◆ **Parts of the exercise**
(a) In the shareholder servicing and distribution agreement, what are the two share classes of each Covered Fund called?
(b) Please continue the shareholder servicing and distribution agreement from its last line, "Section 1. Amount of Payments."

◆ **Excerpted passage**
Begin
EX-99.M.4 17 d282444dex99m4.htm EXHIBIT (M)(4) Exhibit (m)(4)

Exhibit (m)(4)

GE INSTITUTIONAL FUNDS

FORM OF

SHAREHOLDER SERVICING AND DISTRIBUTION AGREEMENT

State Street Global Markets, LLC

One Lincoln Street

Boston, Massachusetts 02111

Dear Sir or Madam:

GE Institutional Funds (the “Trust”) confirms its agreement State Street Global Markets, LLC (“SSGM”), a limited liability company organized under the laws of the State of Delaware, implementing the terms of the Shareholder Servicing and Distribution Plan (the “Plan”), adopted by the Trust with respect to the U.S. Equity Fund, U.S. Large-Cap Core Equity Fund, S&P 500 Index Fund, Small-Cap Equity Fund, International Equity Fund, Premier Growth Equity Fund, Income Fund and Strategic Investment Fund and any other investment fund offered by the Trust in the future that adopts the Plan (individually, a “Covered Fund” and collectively, the “Covered Funds”), each a series of the Trust, pursuant to Rule 12b-1 (the “Rule”) under the Investment Company Act of 1940, as amended (the “1940 Act”). Each of the Covered Funds has two classes of shares of beneficial interest (“Shares”), designated as the Investment Class and the Service Class. This Agreement is intended to describe the shareholder servicing and distribution services to be provided by SSGM, and/or any distributor of the Covered Funds’ Shares (the “Distributor”). Those services will be provided as set out below, as follows:

Section 1. Amount of Payments.
End
◆ **Extracted material**
Begin
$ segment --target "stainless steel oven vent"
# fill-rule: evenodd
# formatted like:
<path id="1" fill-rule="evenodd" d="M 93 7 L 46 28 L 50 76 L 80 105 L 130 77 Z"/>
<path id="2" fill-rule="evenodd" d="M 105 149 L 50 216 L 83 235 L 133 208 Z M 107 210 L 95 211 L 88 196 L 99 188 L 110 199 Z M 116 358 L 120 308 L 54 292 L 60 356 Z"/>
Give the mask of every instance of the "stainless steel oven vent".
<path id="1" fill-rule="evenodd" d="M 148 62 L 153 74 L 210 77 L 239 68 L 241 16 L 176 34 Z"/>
End
◆ **Results**
(a) The Investment Class and the Service Class.

(b)
(a) The Trust will pay SSGM, with respect to the Service Class Shares of each Covered Fund, for shareholder and distribution-related services provided to that class of Shares, an annual fee of .25% of the value of the average daily net assets of the Covered Fund attributable to the Service Class Shares (the “Service and Distribution Fee”).

(b) The Service and Distribution Fee to be paid with respect to the Covered Funds under this Agreement will be calculated daily and paid monthly by the Trust with respect to the Service Class Shares of the Covered Funds at the annual rate indicated above.

 


Section 2. Services Payable under the Agreement.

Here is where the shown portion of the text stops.